--- start of PAGE TEXT ---

8. What character represents spaces when we tokenize by character? __YOUR ANSWER HERE__
9. Read the word2vec documentation. What do the following parameters signify?
    - embeddings_size: __YOUR ANSWER HERE__
    - window: __YOUR ANSWER HERE__
    - min_count: __YOUR ANSWER HERE__
    - sg: __YOUR ANSWER HERE__

In [11]:
# 10 points
# create your word embeddings
# use the skip gram algorithm and a window size of 5
# min_count should be 1
# takes ~3.3 sec on Felix's computer for character embeddings using skip-gram with window size 5
# takes ~3.3 sec on Felix's computer for word embeddings using skip-gram with window size 5

import numpy as np


def train_word2vec(data: list[list[str]], embeddings_size: int,
                    window: int = 5, min_count: int = 1, sg: int = 1) -> Word2Vec:
    """
    Create new word embeddings based on our data.

    Params:
        data: The corpus
        embeddings_size: The dimensions in each embedding

    Returns:
        A gensim Word2Vec model
        https://radimrehurek.com/gensim/models/word2vec.html
    """

    return Word2Vec(sentences=data, window=5, min_count=1)


# After you are happy with this function, copy + paste it into the bottom of 
# your neurallm_utils.py file
# You'll need it for the next task!
def create_embedder(raw_embeddings: Word2Vec) -> torch.nn.Embedding:
    """
    Create a PyTorch embedding layer based on our data.

    We will *first* train a Word2Vec model on our data.
    Then, we'll use these weights to create a PyTorch embedding layer.
        `nn.Embedding.from_pretrained(weights)`


    PyTorch docs: https://pytorch.org/docs/stable/generated/torch.nn.Embedding.html#torch.nn.Embedding.from_pretrained
    Gensim Word2Vec docs: https://radimrehurek.com/gensim/models/word2vec.html

    Pay particular attention to the *types* of the weights and the types required by PyTorch.

    Params:
        data: The corpus
        embeddings_size: The dimensions in each embedding

    Returns:
        A PyTorch embedding layer
    """

    # Hint:
    # For later tasks, we'll need two mappings: One from token to index, and one from index to tokens.
    # It might be a good idea to store these as properties of your embedder.

--- end of PAGE TEXT ---

- TASK 1
Reproduce the part of the word2vec notebook text between "Create a PyTorch embedding layer based" and "PyTorch embedding layer.", inclusive.
- TASK 2
In the word2vec notebook text, what does the create_embedder docstring say to pay particular attention to?
- TASK 3
Pick up the word2vec notebook text from where it stops and continue it.

--- start of DATASET CONTENT ---

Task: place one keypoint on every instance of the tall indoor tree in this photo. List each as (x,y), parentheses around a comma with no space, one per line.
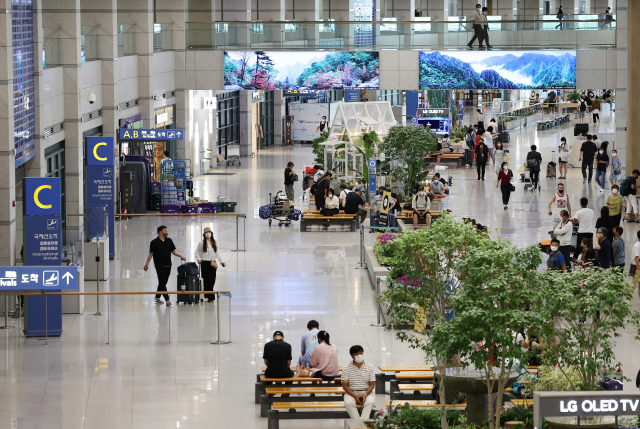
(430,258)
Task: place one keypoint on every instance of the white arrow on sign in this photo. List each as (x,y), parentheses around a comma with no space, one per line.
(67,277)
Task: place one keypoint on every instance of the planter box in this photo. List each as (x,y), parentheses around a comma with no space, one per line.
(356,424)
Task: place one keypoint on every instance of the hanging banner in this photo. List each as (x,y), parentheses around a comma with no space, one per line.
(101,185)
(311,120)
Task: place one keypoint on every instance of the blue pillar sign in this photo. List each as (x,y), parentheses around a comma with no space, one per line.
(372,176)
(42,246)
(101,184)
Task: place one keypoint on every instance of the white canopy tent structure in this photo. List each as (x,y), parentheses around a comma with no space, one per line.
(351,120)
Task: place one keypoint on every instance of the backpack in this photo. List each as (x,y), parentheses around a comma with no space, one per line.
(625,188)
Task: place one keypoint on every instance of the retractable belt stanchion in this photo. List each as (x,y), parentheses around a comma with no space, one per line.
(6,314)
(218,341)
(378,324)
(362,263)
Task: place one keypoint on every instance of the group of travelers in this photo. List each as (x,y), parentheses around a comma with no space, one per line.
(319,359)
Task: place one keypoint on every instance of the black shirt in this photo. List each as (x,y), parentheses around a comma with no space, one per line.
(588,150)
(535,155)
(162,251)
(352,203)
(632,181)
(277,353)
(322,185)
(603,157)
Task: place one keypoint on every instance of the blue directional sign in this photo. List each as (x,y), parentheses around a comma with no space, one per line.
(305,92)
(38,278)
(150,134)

--- end of DATASET CONTENT ---
--- start of DATASET CONTENT ---

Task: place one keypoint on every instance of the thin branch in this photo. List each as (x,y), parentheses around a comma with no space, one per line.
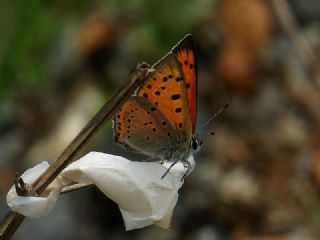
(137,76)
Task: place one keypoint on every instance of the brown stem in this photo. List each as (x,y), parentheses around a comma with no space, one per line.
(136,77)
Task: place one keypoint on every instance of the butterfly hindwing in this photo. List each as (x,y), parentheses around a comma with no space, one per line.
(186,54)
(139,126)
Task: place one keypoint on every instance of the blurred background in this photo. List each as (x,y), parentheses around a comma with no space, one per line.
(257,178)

--- end of DATASET CONTENT ---

- RESPONSE 1
Create a PyTorch embedding layer based on our data.

    We will *first* train a Word2Vec model on our data.
    Then, we'll use these weights to create a PyTorch embedding layer.

- RESPONSE 2
The types of the weights and the types required by PyTorch.

- RESPONSE 3
    # e.g. `embedder.token_to_index = ...`
    
    word_vectors = raw_embeddings.wv
    vocab = word_vectors.index_to_key
    token_to_index = {word: idx for idx, word in enumerate(vocab)}
    index_to_token = {idx: word for word, idx in token_to_index.items()}
    weights = torch.FloatTensor(np.array([word_vectors[word] for word in vocab]))

    embedder = nn.Embedding.from_pretrained(weights)
    embedder.token_to_index = token_to_index
    embedder.index_to_token = index_to_token

    return embedder

In [12]:

# Create and save both sets (word and character based) of Word2Vec embeddings. 
# Use the provided utility functions in nutils.
# These will be (re)loaded in the next notebook.

embeddings_by_word = train_word2vec(data_by_word, EMBEDDINGS_SIZE)
embeddings_by_char = train_word2vec(data_by_char, EMBEDDINGS_SIZE)
nutils.save_word2vec(embeddings_by_word, EMBEDDING_SAVE_FILE_WORD)
nutils.save_word2vec(embeddings_by_char, EMBEDDING_SAVE_FILE_CHAR)


In [13]:
# load them in again to make sure that this works and is still fast

embeddings_by_word = nutils.load_word2vec(EMBEDDING_SAVE_FILE_WORD)
embeddings_by_char = nutils.load_word2vec(EMBEDDING_SAVE_FILE_CHAR)
print(embeddings_by_word)
print(embeddings_by_char)

Word2Vec<vocab=25374, vector_size=100, alpha=0.025>
Word2Vec<vocab=60, vector_size=100, alpha=0.025>


In [14]:
# now create the embedders

embedder_by_word = create_embedder(embeddings_by_word)
embedder_by_char = create_embedder(embeddings_by_char)


In [19]:
# take a look at your saved token to index and index to token mappings in your embedders to make sure they make sense
# AND that they are both dictionaries mapping from int to str or vice versa!
# don't leave a ton of output in your notebook when you turn it in, but you need to understand this,
# and it's an easy place to make a mistake that's hard to debug later.
# do leave whatever code you use here, comment it out if it produces a lot of output

def pretty_print(d: dict, n: int = None):
    if n is None:
        n = len(d)

    print("----------------------")
    for k, v in list(d.items())[:n]:
        print(f"{k}: {v}")
    print("----------------------")

pretty_print(embedder_by_word.token_to_index, n=10)
pretty_print(embedder_by_word.index_to_token, n=10)
pretty_print(embedder_by_char.token_to_index, n=10)
pretty_print(embedder_by_char.index_to_token, n=10)

----------------------
,: 0
the: 1
of: 2
<s>: 3
</s>: 4
.: 5
and: 6
to: 7
i: 8
a: 9
----------------------
----------------------
0: ,
1: the
2: of
3: <s>
4: </s>
5: .
6: and
7: to
8: i
9: a
----------------------
----------------------
_: 0
e: 1
t: 2
a: 3
o: 4
n: 5
i: 6
s: 7
h: 8
r: 9
----------------------
----------------------
0: _
1: e
2: t
3: a
4: o
5: n
6: i
7: s
8: h
9: r
----------------------


In [20]:
# 4 points
# print out the vocabulary size for your embeddings for both your word
# embeddings and your character embeddings
# label which is which when you print them out

print("Word Embeddings Vocabulary Size:", len(embedder_by_word.token_to_index))
print("Character Embeddings Vocabulary Size:", len(embedder_by_char.token_to_index))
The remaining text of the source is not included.